◆ **GOAL 1**
In the forum thread below, how does Gwarel say the corners were handled in the bathroom with the blue and white stripe?

◆ **TEXT SHOWN**
-- Begin --
If you have the extra set of hands, having the excess being held makes it very easy. 

Did you go from top down? And have little issues seaming ?

Good work.


----------



## finishesbykevyn

daArch said:


> I kinda like the horizontal stripes.
> 
> If you have the extra set of hands, having the excess being held makes it very easy.
> 
> Did you go from top down? And have little issues seaming ?
> 
> Good work.


I just realized that I didn't respond to your last question Daarch. Yes, hung from the top down
and no problem with seaming, except that near the end of the long strip things start to get a little bit off level...So as I'm sure you well know that having your first strip as level as possible is sooo important.. this would be extra important on a long wall..
Also did some more horizontal in the basement with a different product which was much more fussy! It was a very foil like product that would want to wrinkle if you even looked at it!
So needless to say, hanging it horizontal was a huge challenge. Amazingly turned out pretty good. Will find some pics. .


----------



## Gwarel

I just did a wide blue and white stripe horizontally in a bathroom last week. 9' ceilings on 3 walls. I have to admit it was a good look. Sorry, finished late and forgot to take pics....as usual.


----------



## daArch

finishesbykevyn said:


> I just realized that I didn't respond to your last question Daarch. Yes, hung from the top down
> and no problem with seaming, except that near the end of the long strip things start to get a little bit off level...So as I'm sure you well know that having your first strip as level as possible is sooo important.. this would be extra important on a long wall..
> Also did some more horizontal in the basement with a different product which was much more fussy! It was a very foil like product that would want to wrinkle if you even looked at it!
> So needless to say, hanging it horizontal was a huge challenge. Amazingly turned out pretty good. Will find some pics. .


YES, hanging that first strip straight & level makes for easier hanging of subsequent strips  :thumbsup:

One instance when a laser level REALLY proves helpful


----------



## Gwarel

Gwarel said:


> I just did a wide blue and white stripe horizontally in a bathroom last week. 9' ceilings on 3 walls. I have to admit it was a good look. Sorry, finished late and forgot to take pics....as usual.


I was back at this jobsite today to do a repair in another area. I remembered this thread and took a phone pic.


----------



## finishesbykevyn

Gwarel said:


> I was back at this jobsite today to do a repair in another area. I remembered this thread and took a phone pic.
> View attachment 69074


Pretty slick Gwarel. This is becoming a bit of a fad I see...
I'm assuming all your joins are directly in the corners..


----------



## Gwarel

finishesbykevyn said:


> Pretty slick Gwarel. This is becoming a bit of a fad I see...
> I'm assuming all your joins are directly in the corners..


The corners are split, not wrapped, if that's what you mean.


----------
-- End --
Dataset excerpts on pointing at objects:
-- Begin --
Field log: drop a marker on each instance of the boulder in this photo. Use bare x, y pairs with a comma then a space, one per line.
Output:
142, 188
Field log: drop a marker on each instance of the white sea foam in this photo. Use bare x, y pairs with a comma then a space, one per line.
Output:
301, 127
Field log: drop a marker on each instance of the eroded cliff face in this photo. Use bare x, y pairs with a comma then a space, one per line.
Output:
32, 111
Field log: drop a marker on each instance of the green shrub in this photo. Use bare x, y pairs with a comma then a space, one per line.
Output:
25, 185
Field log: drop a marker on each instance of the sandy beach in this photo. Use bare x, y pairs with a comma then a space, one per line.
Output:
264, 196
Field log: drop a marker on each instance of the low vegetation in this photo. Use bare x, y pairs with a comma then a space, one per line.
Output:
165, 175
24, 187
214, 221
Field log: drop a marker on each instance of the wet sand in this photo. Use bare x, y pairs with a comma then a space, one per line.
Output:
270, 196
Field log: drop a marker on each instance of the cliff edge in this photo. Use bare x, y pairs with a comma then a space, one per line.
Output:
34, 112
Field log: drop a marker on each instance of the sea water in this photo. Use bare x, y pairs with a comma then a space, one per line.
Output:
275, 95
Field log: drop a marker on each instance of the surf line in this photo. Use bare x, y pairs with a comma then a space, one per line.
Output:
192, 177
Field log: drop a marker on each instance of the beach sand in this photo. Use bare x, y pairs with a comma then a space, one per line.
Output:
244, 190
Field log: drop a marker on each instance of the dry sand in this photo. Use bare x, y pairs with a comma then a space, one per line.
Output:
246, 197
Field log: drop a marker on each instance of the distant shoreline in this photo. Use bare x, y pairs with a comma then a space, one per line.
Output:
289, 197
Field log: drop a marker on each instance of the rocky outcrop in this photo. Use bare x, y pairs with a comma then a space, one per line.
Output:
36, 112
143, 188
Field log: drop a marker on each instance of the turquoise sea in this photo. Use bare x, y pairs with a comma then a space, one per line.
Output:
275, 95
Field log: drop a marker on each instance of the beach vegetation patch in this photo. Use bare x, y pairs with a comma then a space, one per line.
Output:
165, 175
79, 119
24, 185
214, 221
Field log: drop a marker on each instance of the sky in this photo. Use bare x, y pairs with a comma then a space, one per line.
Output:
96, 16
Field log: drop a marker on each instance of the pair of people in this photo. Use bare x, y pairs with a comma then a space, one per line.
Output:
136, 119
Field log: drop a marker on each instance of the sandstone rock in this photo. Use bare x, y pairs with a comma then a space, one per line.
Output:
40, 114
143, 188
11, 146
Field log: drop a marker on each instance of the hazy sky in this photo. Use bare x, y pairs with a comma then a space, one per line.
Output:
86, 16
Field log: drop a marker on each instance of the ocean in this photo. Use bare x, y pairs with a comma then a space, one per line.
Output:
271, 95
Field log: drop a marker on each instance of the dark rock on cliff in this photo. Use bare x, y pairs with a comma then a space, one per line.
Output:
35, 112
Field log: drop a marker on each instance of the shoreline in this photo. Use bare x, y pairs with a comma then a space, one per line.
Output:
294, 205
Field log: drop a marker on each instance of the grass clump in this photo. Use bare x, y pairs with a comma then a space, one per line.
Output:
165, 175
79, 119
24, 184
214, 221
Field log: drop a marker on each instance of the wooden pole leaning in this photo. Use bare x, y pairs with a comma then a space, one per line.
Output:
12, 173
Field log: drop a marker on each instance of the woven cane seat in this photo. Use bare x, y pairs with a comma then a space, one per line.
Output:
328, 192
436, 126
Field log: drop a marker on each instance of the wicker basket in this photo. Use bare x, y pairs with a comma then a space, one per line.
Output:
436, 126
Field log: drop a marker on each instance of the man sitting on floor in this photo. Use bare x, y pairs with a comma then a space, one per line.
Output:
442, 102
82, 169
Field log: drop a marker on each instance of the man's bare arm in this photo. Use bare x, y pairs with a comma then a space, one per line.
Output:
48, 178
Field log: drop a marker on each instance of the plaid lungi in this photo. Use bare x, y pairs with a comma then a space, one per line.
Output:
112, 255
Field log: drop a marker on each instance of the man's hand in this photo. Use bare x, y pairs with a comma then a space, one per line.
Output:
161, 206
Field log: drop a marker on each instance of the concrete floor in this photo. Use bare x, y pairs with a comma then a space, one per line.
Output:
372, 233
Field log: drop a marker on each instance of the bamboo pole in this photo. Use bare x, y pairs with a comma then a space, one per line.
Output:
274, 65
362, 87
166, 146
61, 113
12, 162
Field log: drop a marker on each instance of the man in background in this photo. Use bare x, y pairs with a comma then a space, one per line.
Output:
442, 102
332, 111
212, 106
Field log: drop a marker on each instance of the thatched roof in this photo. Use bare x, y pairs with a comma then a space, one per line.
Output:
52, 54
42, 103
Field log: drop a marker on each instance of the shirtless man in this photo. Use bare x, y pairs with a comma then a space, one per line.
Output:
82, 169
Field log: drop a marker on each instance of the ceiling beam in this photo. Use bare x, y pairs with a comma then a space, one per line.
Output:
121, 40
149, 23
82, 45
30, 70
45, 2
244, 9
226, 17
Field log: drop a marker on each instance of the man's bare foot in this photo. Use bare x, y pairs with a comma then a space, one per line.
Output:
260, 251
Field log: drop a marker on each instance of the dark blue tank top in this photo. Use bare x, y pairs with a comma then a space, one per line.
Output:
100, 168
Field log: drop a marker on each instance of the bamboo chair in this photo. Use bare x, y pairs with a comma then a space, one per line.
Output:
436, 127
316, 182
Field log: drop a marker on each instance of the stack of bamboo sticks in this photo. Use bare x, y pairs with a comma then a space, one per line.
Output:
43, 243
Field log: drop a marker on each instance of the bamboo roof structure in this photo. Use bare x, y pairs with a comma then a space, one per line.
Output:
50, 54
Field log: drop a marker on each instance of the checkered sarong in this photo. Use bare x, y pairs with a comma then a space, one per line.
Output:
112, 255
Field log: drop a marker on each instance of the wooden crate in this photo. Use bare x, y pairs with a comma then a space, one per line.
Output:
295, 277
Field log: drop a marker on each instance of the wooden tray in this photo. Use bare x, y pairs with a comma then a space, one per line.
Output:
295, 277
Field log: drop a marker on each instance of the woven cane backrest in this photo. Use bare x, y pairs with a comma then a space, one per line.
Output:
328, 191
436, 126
-- End --
◆ **GOAL 2**
Locate each line of the rows above that contains the word "pole", and copy those lines.

◆ **TASK SOLUTION 1**
The corners are split, not wrapped.

◆ **TASK SOLUTION 2**
Field log: drop a marker on each instance of the wooden pole leaning in this photo. Use bare x, y pairs with a comma then a space, one per line.
Field log: drop a marker on each instance of the bamboo pole in this photo. Use bare x, y pairs with a comma then a space, one per line.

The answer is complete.